>> BEGIN Stored data

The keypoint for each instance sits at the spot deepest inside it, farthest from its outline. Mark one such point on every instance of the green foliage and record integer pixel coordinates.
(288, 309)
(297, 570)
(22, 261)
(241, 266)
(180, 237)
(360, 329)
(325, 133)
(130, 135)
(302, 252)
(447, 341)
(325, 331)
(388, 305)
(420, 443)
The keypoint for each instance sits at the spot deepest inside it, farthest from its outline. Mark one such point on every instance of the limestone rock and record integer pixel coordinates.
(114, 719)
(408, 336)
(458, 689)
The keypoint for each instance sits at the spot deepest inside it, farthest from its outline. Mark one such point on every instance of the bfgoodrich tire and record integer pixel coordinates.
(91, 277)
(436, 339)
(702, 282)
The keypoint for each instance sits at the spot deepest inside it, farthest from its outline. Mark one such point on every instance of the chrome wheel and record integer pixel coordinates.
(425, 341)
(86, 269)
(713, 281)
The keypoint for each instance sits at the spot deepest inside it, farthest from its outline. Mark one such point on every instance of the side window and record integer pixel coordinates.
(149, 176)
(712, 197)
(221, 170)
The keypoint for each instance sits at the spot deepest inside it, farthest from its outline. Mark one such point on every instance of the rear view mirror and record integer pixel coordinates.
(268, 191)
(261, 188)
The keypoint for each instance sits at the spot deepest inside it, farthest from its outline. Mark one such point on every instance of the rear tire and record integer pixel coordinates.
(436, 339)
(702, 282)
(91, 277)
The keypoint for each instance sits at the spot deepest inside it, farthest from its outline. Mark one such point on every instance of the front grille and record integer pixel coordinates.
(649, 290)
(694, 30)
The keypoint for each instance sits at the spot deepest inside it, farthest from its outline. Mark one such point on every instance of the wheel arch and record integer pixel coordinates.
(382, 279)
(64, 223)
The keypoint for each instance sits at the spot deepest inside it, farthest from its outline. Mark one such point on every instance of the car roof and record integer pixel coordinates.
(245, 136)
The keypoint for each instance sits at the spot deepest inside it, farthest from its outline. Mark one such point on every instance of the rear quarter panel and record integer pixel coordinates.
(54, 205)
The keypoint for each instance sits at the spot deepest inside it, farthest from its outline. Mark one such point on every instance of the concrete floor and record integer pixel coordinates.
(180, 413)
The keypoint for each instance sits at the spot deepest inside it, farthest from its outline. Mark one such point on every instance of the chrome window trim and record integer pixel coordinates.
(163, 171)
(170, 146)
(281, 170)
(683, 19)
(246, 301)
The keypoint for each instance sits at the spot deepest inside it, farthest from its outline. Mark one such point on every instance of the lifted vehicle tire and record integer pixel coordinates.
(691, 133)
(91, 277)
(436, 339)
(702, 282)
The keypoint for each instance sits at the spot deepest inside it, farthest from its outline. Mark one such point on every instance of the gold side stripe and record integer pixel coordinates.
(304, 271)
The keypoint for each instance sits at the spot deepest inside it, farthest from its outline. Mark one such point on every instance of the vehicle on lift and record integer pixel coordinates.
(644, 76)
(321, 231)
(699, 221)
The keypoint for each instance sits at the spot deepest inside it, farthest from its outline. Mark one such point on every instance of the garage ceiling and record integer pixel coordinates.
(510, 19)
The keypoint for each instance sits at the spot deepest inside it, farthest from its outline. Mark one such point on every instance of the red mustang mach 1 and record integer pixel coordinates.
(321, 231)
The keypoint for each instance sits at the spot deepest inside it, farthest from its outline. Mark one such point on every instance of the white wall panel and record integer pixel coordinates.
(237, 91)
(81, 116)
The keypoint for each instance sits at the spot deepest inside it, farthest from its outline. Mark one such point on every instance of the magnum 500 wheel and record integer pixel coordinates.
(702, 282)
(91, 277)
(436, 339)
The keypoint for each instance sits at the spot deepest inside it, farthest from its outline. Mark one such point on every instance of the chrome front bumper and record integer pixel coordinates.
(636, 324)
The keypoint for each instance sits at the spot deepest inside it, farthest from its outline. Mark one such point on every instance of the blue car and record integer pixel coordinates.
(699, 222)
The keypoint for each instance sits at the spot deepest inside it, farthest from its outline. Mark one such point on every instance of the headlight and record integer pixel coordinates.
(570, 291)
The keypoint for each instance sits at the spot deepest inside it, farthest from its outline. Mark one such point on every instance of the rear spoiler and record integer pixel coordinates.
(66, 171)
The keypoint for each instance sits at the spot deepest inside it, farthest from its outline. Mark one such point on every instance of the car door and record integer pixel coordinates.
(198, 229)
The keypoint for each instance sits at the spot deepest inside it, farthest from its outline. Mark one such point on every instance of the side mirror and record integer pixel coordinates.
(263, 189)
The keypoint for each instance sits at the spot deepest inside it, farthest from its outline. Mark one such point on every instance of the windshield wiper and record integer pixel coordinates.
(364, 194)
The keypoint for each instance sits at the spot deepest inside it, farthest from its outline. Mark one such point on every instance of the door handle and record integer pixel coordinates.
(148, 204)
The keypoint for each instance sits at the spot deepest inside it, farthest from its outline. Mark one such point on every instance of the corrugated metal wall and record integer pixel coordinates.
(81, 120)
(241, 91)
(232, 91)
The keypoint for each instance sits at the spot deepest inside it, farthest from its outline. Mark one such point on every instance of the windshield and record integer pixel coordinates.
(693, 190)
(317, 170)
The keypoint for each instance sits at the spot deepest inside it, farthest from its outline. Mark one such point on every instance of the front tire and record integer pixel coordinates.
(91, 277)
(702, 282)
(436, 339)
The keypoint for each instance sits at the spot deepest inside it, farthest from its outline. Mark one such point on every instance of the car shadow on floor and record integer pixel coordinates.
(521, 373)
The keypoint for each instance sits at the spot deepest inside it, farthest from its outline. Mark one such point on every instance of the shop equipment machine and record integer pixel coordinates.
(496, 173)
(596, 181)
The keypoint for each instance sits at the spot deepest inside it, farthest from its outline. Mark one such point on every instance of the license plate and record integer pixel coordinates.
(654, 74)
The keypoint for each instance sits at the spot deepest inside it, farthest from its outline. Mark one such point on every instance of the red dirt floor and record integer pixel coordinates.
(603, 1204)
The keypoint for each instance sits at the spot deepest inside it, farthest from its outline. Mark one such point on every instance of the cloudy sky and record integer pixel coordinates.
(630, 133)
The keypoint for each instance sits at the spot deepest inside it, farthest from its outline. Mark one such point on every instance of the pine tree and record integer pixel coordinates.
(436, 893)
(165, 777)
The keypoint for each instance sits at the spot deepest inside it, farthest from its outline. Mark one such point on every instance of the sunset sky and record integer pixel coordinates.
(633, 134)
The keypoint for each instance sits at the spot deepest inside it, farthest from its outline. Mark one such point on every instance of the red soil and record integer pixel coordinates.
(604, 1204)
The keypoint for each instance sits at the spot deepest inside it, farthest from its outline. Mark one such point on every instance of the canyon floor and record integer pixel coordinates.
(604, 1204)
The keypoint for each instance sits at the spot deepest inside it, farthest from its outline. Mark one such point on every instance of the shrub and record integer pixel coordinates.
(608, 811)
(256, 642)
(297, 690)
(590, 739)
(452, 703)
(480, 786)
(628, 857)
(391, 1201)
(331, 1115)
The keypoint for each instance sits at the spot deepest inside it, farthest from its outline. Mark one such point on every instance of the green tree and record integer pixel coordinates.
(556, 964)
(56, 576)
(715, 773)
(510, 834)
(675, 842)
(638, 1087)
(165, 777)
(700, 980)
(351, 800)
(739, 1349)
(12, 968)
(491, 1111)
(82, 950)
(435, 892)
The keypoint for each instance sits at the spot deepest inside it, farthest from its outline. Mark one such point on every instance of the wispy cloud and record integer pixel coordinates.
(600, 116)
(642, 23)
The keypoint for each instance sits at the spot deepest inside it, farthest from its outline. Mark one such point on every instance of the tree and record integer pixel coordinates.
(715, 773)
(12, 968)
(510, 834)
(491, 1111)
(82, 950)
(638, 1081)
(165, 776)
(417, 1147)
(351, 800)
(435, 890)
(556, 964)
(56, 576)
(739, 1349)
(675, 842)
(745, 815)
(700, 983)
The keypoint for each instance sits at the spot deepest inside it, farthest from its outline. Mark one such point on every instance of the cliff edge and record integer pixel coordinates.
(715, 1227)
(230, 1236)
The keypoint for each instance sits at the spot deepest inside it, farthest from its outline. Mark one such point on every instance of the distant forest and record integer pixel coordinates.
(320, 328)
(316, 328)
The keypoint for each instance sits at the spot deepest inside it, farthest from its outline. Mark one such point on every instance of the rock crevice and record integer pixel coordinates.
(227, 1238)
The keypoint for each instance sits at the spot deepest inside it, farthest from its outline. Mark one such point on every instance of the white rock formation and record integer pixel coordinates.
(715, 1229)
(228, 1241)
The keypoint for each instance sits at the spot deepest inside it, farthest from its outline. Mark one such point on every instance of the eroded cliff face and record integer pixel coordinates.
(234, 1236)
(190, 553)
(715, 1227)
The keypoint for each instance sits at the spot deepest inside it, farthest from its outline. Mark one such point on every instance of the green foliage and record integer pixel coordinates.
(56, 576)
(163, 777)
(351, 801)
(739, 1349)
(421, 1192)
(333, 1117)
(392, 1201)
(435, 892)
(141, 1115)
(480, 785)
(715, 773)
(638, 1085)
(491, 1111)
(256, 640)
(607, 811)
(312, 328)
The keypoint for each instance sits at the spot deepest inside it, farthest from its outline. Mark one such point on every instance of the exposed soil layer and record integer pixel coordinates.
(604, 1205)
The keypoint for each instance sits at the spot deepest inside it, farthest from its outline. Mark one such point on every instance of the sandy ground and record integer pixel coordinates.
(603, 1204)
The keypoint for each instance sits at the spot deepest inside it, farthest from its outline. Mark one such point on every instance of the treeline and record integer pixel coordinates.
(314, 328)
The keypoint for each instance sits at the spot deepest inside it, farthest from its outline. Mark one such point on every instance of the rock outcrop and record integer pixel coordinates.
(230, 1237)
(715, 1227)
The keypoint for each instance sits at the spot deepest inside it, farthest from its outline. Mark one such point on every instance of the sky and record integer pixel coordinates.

>> END Stored data

» **Directions for this task**
Rename "keypoint" to "anchor point" throughout the stretch of the data that opens with the line containing "canyon floor and record integer pixel coordinates." and closes with the line containing "(228, 1241)", and give back only those lines with nothing else altered.

» **Expected answer**
The anchor point for each instance sits at the spot deepest inside it, farthest from its outline. Mark one such point on every instance of the canyon floor and record integer pixel coordinates.
(604, 1204)
The anchor point for each instance sits at the spot deepest inside it, farthest from its outline. Mark one such point on every instance of the shrub and record integer pixel coordinates.
(608, 811)
(256, 642)
(297, 690)
(590, 739)
(452, 703)
(480, 786)
(628, 857)
(391, 1201)
(331, 1115)
The anchor point for each instance sits at the spot deepest inside it, farthest from its outline. Mark one such point on every instance of the green tree and record integer pixel coordinates.
(556, 964)
(56, 576)
(715, 773)
(510, 834)
(675, 842)
(638, 1087)
(165, 777)
(700, 980)
(351, 800)
(739, 1349)
(12, 968)
(491, 1111)
(82, 950)
(435, 892)
The anchor point for each instance sits at the spot deepest inside it, farthest from its outline. Mark one such point on every instance of the wispy cloud and record integer pixel coordinates.
(600, 116)
(642, 23)
The anchor point for each instance sits at the spot deepest inside it, farthest from its outline. Mark one such point on every instance of the tree and record integer pixel coordinates.
(715, 773)
(12, 968)
(510, 834)
(491, 1111)
(82, 950)
(638, 1081)
(165, 776)
(417, 1147)
(351, 800)
(435, 890)
(556, 964)
(56, 576)
(739, 1349)
(675, 842)
(745, 815)
(700, 983)
The anchor point for each instance sits at the spot deepest inside it, farthest from its outline. Mark one such point on every instance of the cliff edge and record integer pixel coordinates.
(715, 1227)
(230, 1236)
The anchor point for each instance sits at the spot deepest inside it, farthest from its outline. Mark one such point on every instance of the distant forest and record integer pixel coordinates.
(320, 328)
(316, 328)
The anchor point for each instance sits at the spot deepest inside it, farthest from its outline. Mark one such point on every instance of the rock crevice and record integer pixel coordinates.
(227, 1238)
The anchor point for each instance sits at the spot deepest inside it, farthest from its outline. Mark one such point on every instance of the white rock formation and record integer pixel coordinates.
(715, 1229)
(228, 1241)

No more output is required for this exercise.